WHAT IS REQUIRED
Only the pictures are to be left out; set down the rest of the records exactly.

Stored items
-.-.-

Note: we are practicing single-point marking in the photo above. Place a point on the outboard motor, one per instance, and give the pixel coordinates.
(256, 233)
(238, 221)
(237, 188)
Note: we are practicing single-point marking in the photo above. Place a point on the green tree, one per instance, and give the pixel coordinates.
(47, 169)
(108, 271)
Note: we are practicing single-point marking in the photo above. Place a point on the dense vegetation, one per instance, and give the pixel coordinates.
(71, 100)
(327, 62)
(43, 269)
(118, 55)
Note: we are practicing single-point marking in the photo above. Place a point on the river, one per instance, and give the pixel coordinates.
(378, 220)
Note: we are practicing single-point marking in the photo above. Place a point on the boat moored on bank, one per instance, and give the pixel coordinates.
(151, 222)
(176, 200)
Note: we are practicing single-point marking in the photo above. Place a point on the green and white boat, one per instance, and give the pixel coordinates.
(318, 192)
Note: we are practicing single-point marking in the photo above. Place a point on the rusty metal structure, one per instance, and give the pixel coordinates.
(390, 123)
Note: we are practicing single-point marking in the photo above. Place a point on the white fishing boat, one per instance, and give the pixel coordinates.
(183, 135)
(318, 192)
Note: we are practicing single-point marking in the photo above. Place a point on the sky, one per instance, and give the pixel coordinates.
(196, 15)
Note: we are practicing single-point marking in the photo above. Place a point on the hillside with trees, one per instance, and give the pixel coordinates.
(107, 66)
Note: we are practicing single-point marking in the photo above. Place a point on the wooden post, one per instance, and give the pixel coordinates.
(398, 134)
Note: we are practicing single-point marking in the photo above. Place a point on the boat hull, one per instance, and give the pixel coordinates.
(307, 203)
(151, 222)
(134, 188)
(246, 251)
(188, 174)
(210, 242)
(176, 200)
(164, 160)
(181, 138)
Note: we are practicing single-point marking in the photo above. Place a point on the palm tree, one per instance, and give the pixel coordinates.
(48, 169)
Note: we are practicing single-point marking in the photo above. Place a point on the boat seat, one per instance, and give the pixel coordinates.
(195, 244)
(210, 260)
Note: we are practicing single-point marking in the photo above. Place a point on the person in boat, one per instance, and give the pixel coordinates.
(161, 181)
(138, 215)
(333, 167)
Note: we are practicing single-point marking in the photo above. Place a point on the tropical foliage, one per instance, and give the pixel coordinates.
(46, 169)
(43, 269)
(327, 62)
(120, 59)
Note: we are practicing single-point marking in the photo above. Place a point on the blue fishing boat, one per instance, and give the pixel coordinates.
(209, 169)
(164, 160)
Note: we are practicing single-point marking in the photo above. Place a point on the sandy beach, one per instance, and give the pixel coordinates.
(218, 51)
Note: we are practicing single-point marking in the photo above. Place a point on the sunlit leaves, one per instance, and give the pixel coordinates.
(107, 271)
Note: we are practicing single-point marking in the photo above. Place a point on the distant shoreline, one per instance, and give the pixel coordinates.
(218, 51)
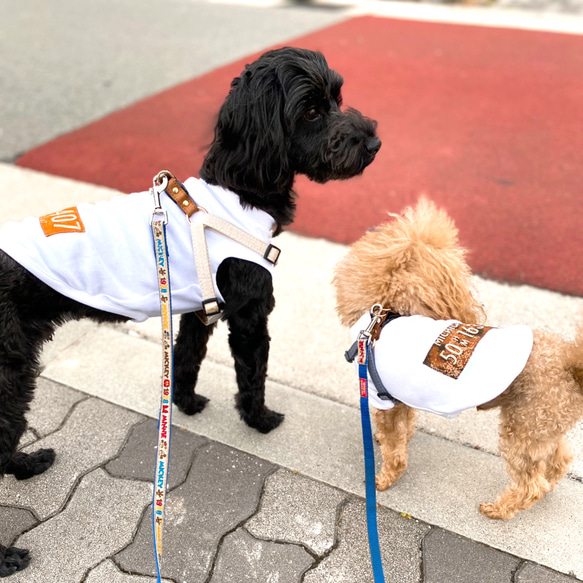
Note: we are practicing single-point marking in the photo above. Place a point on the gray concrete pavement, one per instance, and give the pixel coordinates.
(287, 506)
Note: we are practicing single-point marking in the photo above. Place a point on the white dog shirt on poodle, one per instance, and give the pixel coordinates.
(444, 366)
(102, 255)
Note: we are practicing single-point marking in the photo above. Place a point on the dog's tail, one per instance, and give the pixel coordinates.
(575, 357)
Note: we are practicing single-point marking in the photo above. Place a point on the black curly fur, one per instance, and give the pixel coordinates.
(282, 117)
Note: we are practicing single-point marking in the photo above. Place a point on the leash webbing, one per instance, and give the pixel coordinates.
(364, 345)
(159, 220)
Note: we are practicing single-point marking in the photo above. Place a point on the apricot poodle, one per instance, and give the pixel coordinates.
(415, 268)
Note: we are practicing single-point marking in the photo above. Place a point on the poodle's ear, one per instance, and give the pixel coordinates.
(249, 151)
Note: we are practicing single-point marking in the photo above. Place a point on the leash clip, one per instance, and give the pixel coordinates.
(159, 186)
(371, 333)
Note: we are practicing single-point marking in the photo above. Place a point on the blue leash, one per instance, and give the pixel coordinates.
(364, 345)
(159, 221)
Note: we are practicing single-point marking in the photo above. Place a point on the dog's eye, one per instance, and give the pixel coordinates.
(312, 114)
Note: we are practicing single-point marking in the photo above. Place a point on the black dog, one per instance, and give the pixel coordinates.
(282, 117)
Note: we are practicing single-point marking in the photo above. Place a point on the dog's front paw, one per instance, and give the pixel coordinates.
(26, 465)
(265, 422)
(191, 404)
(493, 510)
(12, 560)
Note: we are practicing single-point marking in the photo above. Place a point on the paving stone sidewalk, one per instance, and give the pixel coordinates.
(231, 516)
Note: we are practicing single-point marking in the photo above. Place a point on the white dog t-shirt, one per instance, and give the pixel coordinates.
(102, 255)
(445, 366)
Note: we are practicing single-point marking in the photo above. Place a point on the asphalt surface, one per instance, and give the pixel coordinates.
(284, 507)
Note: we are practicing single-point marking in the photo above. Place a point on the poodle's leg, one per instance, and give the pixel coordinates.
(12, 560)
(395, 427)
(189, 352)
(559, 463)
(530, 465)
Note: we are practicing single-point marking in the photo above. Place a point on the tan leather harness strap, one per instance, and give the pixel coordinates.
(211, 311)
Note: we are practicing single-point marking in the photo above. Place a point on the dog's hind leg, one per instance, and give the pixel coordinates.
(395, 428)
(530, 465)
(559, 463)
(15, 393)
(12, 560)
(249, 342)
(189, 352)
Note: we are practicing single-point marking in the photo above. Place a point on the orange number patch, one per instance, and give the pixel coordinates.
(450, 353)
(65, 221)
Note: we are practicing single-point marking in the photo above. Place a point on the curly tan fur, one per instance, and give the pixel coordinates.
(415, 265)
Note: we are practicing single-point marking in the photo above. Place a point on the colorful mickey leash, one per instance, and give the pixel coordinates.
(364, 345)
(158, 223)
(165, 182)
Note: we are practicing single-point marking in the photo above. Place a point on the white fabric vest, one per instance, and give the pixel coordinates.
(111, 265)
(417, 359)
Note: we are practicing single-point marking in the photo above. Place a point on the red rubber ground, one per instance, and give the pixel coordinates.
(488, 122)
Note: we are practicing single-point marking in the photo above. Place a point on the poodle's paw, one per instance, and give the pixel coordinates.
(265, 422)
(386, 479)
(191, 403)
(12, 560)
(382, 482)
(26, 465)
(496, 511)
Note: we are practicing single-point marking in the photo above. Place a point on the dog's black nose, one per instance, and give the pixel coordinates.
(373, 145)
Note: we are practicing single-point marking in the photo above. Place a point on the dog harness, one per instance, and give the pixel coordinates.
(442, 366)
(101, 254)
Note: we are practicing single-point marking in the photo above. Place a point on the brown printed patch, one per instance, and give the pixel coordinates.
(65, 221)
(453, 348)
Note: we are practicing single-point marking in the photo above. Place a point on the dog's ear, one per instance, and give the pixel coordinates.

-.-.-

TASK OUTPUT
Note: we are practicing single-point marking in the photo above. Place a point on the outboard motor, one per instance, and give the pixel coordinates.
(256, 233)
(238, 221)
(237, 188)
Note: we are practicing single-point marking in the photo above. Place a point on the green tree, one per instance, and give the pixel coordinates.
(47, 169)
(108, 271)
Note: we are practicing single-point marking in the photo above. Place a point on the dense vegetation, one per instance, and give the pixel coordinates.
(71, 100)
(327, 62)
(43, 269)
(118, 55)
Note: we are practicing single-point marking in the photo above. Place a point on the river, one per instance, and give the pixel coordinates.
(378, 220)
Note: we are practicing single-point marking in the photo above. Place a point on the boat moored on bank, one per instance, and give the pixel coordinates.
(151, 222)
(176, 200)
Note: we are practicing single-point marking in the photo above. Place a point on the green and white boat, one per instance, and give the pixel coordinates.
(318, 192)
Note: we are practicing single-point marking in the photo above. Place a point on the rusty metal structure, one per instance, and give the pixel coordinates.
(390, 123)
Note: we are practicing single-point marking in the photo above. Place a point on the white fishing boat, one per instance, and give the pixel coordinates.
(183, 135)
(318, 192)
Note: we are practicing single-point marking in the photo above. Place a point on the sky, one per instance, and give the pixel coordinates.
(196, 15)
Note: we are practicing single-point marking in the photo above. Place a point on the hillside with trees, one per instance, and give the pixel coordinates.
(107, 66)
Note: we are practicing single-point marking in the photo above. Place a point on the wooden post, one per instance, and give the pixel coordinates.
(398, 134)
Note: we are practicing single-point marking in the photo above. Place a point on the boat hull, one per instance, and give the pixel coordinates.
(307, 203)
(151, 222)
(134, 188)
(246, 251)
(188, 174)
(210, 242)
(176, 200)
(164, 160)
(181, 138)
Note: we are practicing single-point marking in the photo above. Place a point on the palm tree, one per instance, and give the pixel coordinates.
(48, 169)
Note: we are practicing single-point marking in the photo above. Place a point on the boat seat, one per instance, and give the pixel coordinates.
(195, 244)
(210, 260)
Note: we are practicing single-point marking in the photo above. Place a point on the person in boat, one per instance, and give the pixel coordinates.
(161, 181)
(138, 215)
(333, 167)
Note: we are practicing single-point marking in the photo above. Place a point on the tropical foliage, one per instance, and give the pixel coordinates.
(46, 169)
(43, 269)
(327, 62)
(120, 59)
Note: we are practicing single-point marking in the photo above. Place a point on the blue fishing boat, one per instance, and give the pixel coordinates.
(209, 169)
(164, 160)
Note: we are practicing single-point marking in the photo above. Place a point on the sandy beach, one per instance, and give the pixel coordinates.
(218, 51)
Note: we are practicing single-point marking in the photo above. Place a point on the sunlit leaves, one per instance, and give the pixel coordinates.
(107, 271)
Note: we are practicing single-point marking in the photo above. Place a point on the distant shoreline, one per instance, and give the pixel coordinates.
(218, 51)
Note: we are practicing single-point marking in the photo above. Place a point on the gray concrete pavement, one per instance, and give the pixel coordinates.
(287, 506)
Note: we are practicing single-point marking in the photo above. Place a point on the white dog shirt on poodle, one per instance, and give the pixel coordinates.
(444, 366)
(102, 255)
Note: we are practicing single-point marking in the photo above. Place a point on the dog's tail, one per instance, and give the pixel coordinates.
(575, 357)
Note: we are practicing single-point marking in the photo above. Place a point on the black curly fur, one per instance, and give the pixel coordinates.
(282, 117)
Note: we are practicing single-point marking in the photo above. Place a point on the leash webbing, one per instance, and give the pixel coordinates.
(364, 345)
(159, 220)
Note: we are practicing single-point marking in the photo above. Place a point on the apricot poodle, one per instance, and give the pixel coordinates.
(415, 268)
Note: we are practicing single-point marking in the photo above. Place a point on the poodle's ear, one per instance, and give the pixel coordinates.
(249, 151)
Note: we are practicing single-point marking in the photo above. Place a point on the leash clip, one per instance, and give the pixel coordinates.
(159, 186)
(371, 333)
Note: we are practicing single-point marking in the photo above. Place a point on the blue leash, one per instance, and give the pixel coordinates.
(364, 345)
(159, 221)
Note: we are practicing single-point marking in the photo above. Place a point on the dog's eye, one per instance, and give the pixel coordinates.
(312, 114)
Note: we are practicing single-point marking in the photo above. Place a point on the black dog, one per instance, and give the pixel coordinates.
(282, 117)
Note: we are practicing single-point marking in the photo above. Place a point on the dog's front paw, one per instance, and give the pixel coordinates.
(26, 465)
(265, 422)
(191, 404)
(493, 510)
(12, 560)
Note: we are practicing single-point marking in the photo above. Place a point on the paving stone sidewalk, one per instance, and give the pixel coordinates.
(231, 516)
Note: we are practicing single-point marking in the photo above. Place a point on the white dog t-shirt, one per instance, and give the pixel coordinates.
(102, 255)
(445, 366)
Note: we are practicing single-point marking in the photo above. Place a point on the asphalt surface, one per instance, and give the pixel coordinates.
(284, 507)
Note: we are practicing single-point marking in the photo above. Place a point on the poodle's leg, one per instance, and give the pixel coordinates.
(12, 560)
(395, 427)
(189, 352)
(559, 463)
(530, 465)
Note: we are practicing single-point marking in the photo above. Place a point on the tan leather harness strap, one per instance, and give the pixel coordinates.
(211, 311)
Note: we are practicing single-point marking in the photo above. Place a point on the dog's hind leg, one per instance, and give the pixel coordinates.
(395, 428)
(530, 465)
(559, 463)
(15, 393)
(12, 560)
(249, 342)
(189, 352)
Note: we are practicing single-point marking in the photo above. Place a point on the orange number patch, one per instance, and give the pixel coordinates.
(450, 353)
(65, 221)
Note: we are practicing single-point marking in the photo above. Place a point on the curly tan fur, one per instance, and give the pixel coordinates.
(415, 265)
Note: we are practicing single-point marking in the photo above. Place a point on the colorful mickey leash, one per instance, and give the pixel coordinates.
(364, 345)
(158, 223)
(165, 182)
Note: we are practicing single-point marking in the photo above. Place a point on the white fabric vest, one per instance, and give the pixel coordinates.
(111, 265)
(417, 359)
Note: we are practicing single-point marking in the photo above. Place a point on the red rubber ground, one per instance, and give the pixel coordinates.
(488, 122)
Note: we are practicing single-point marking in the photo above. Place a point on the poodle's paw, one per instance, and give the pixel coordinates.
(265, 422)
(386, 479)
(191, 403)
(12, 560)
(382, 482)
(26, 465)
(496, 511)
Note: we are practicing single-point marking in the photo above. Place a point on the dog's black nose, one per instance, and give the pixel coordinates.
(373, 145)
Note: we are practicing single-point marking in the photo above. Place a point on the dog harness, one per instance, and give the pixel coordinates.
(442, 366)
(101, 254)
Note: we are practicing single-point marking in the photo above. Place a point on the brown printed patch, one per instance, and give the pixel coordinates.
(65, 221)
(453, 348)
Note: we are practicing single-point marking in the photo above. Place a point on the dog's ear, one per instance, and give the pixel coordinates.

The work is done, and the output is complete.